**PROBLEMA BREVE**
Cuente las líneas del listado en las que aparece la palabra "noun" y dé únicamente el número.

**DATOS DE ENTRADA**

+ + + + +

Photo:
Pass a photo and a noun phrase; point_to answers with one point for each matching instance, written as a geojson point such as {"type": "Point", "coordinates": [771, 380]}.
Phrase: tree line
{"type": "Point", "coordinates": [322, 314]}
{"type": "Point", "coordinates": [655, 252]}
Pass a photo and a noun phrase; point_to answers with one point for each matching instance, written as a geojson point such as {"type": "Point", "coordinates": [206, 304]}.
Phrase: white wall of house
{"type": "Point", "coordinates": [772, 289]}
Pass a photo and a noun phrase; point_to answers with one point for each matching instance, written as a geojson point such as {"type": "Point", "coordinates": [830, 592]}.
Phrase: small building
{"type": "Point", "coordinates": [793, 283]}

+ + + + +

**RESULTADO OBTENIDO**
3